### EXERCISE REQUIREMENTS
Please give back, word for word, only the lines starting at the one containing "[tag] arch structure" and ending at the one containing "[tag] tall beige" within the material below.

### SOURCE RECORDS

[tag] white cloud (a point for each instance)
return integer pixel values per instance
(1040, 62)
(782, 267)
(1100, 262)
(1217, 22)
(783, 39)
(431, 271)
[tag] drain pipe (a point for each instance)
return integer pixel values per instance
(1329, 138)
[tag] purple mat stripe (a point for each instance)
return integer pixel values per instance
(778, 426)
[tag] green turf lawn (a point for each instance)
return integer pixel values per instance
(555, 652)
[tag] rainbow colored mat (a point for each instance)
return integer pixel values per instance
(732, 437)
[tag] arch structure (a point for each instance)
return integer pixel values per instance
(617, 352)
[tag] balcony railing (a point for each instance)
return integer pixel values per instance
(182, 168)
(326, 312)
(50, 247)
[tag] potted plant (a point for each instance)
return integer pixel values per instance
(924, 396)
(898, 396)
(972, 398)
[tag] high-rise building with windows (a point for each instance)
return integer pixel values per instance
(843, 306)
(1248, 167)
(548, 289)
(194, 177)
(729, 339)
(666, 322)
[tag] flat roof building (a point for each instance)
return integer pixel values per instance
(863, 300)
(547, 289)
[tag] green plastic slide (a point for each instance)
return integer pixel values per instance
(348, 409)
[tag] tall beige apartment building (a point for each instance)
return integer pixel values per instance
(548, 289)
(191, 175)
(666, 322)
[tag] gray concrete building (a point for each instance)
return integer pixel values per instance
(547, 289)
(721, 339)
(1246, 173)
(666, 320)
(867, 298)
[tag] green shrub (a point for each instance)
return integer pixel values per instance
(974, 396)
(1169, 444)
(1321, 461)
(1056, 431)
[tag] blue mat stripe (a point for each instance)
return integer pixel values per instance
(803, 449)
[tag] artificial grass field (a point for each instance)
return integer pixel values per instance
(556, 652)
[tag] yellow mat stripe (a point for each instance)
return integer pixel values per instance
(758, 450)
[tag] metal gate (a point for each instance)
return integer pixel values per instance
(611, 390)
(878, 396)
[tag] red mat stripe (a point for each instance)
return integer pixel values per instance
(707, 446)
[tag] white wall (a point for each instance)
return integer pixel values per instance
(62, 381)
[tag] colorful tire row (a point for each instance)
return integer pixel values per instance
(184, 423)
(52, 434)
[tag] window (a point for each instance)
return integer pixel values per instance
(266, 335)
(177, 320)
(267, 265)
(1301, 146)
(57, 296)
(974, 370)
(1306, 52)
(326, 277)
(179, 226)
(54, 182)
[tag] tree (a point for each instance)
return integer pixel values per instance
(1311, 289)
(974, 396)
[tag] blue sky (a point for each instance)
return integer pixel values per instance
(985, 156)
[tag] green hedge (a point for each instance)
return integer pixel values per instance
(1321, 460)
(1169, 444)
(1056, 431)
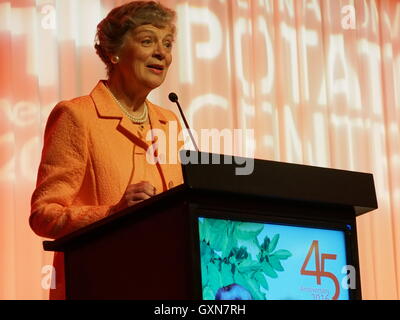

### OUTPUT OF THE TASK
[tag] arch structure (a point for each instance)
return integer pixel values per instance
(617, 352)
[tag] balcony railing (a point for each instance)
return integer pixel values per instance
(182, 168)
(326, 312)
(50, 247)
[tag] potted plant (a point for each instance)
return integer pixel values per instance
(924, 396)
(898, 396)
(972, 398)
[tag] high-rise building with windows (a point for each instance)
return integer pixel values per instance
(843, 306)
(1248, 167)
(548, 289)
(194, 177)
(729, 339)
(666, 322)
[tag] flat roof building (a point for each instance)
return integer pixel values per instance
(863, 300)
(547, 289)
[tag] green plastic slide (a point for each instance)
return integer pixel values per instance
(348, 409)
[tag] tall beige apartment building (a point for each instance)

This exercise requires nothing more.